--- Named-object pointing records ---
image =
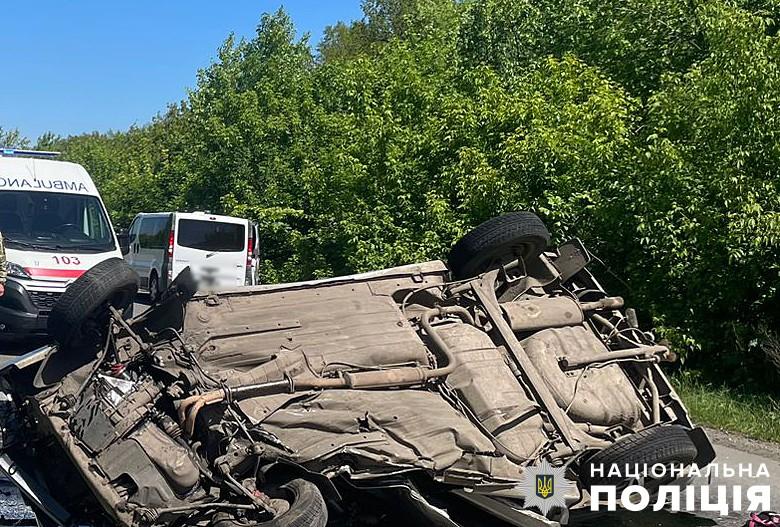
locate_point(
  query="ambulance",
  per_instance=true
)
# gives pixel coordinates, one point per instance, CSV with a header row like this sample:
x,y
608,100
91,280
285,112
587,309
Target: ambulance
x,y
55,227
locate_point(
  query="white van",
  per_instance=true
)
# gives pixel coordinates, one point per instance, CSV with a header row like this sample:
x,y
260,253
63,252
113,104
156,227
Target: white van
x,y
55,227
219,250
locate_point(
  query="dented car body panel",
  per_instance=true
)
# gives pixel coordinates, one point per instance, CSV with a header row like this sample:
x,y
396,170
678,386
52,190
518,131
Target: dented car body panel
x,y
401,378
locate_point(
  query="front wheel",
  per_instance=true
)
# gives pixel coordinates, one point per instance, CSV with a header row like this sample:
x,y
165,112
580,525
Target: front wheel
x,y
81,314
499,241
299,502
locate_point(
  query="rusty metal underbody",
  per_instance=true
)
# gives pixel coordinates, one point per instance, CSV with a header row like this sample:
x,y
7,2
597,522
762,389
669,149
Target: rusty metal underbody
x,y
366,377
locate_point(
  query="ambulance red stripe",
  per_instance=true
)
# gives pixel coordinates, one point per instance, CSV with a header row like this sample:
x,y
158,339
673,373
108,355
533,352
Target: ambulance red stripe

--- Goal ---
Reproduce the material in its entirety and word for word, without the pictures.

--- Output ---
image =
locate_point(
  query="ambulance",
  per_instance=true
)
# gives pixel coordinates, one point per instance, CSV with a header row like this sample:
x,y
608,100
91,280
285,112
587,309
Target: ambulance
x,y
55,227
locate_point(
  query="white van",
  per_instance=true
)
# gives pixel coordinates, one point per instance, CSV with a header row like this sample:
x,y
260,253
63,252
113,104
156,227
Target: white van
x,y
55,227
219,250
locate_point(
  query="dented car body panel",
  per_instance=true
)
# gives pixel coordinates, one point per instance, CSV with a header row like this sample:
x,y
396,170
678,386
52,190
518,131
Target: dented car body panel
x,y
401,378
locate_point(
  query="front wheel",
  per_instance=true
)
# gives pixel coordinates, one point per instance, CSV with a header row like this sample:
x,y
165,112
580,525
Target: front wheel
x,y
81,314
499,241
299,502
locate_point(
  query="rusty metal underbody",
  per_instance=true
)
# gives pixel coordinates, one point per instance, CSV with a header row like this sample:
x,y
7,2
597,522
762,389
669,149
Target: rusty metal underbody
x,y
366,377
locate_point(
  query="ambulance red stripe",
  per_instance=true
)
# gives pixel coordinates, one point per instance, CSV with a header row like this sample:
x,y
158,339
673,373
108,355
533,352
Target: ambulance red stripe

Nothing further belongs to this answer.